Repeat, word for word, the stretch of the items below from the line containing "Can you confirm whether any shoulder" through the end of the items.

---- EXTRACTED DATA

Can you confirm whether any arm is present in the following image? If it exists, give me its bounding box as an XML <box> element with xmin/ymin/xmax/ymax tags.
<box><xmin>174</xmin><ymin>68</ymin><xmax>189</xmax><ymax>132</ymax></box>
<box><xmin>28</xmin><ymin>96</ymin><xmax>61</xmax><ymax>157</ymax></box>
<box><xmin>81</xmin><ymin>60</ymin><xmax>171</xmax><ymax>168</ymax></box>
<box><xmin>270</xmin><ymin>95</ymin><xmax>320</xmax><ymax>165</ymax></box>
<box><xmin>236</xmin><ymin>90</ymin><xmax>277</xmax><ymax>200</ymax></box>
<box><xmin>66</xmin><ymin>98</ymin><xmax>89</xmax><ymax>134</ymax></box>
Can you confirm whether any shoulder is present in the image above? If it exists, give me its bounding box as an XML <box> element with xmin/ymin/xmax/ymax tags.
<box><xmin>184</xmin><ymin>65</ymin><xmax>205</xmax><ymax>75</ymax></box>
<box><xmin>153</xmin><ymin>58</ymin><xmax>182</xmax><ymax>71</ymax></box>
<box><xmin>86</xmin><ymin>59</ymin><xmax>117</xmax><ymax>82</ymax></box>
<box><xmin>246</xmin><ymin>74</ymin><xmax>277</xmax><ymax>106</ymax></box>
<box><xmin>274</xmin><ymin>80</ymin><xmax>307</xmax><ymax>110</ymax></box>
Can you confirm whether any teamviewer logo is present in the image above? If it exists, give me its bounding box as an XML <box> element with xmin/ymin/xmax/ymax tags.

--------

_ANSWER TO THE EXERCISE_
Can you confirm whether any shoulder is present in the image above? If it exists, give me its bounding box as an XML <box> element with xmin/ymin/xmax/ymax tags.
<box><xmin>184</xmin><ymin>65</ymin><xmax>205</xmax><ymax>75</ymax></box>
<box><xmin>153</xmin><ymin>58</ymin><xmax>182</xmax><ymax>71</ymax></box>
<box><xmin>86</xmin><ymin>59</ymin><xmax>117</xmax><ymax>82</ymax></box>
<box><xmin>246</xmin><ymin>74</ymin><xmax>277</xmax><ymax>106</ymax></box>
<box><xmin>274</xmin><ymin>80</ymin><xmax>307</xmax><ymax>110</ymax></box>
Can you confirm whether any teamviewer logo is present in the image above? If it exists, give me its bounding box as an XML <box> element with xmin/ymin/xmax/ymax tags.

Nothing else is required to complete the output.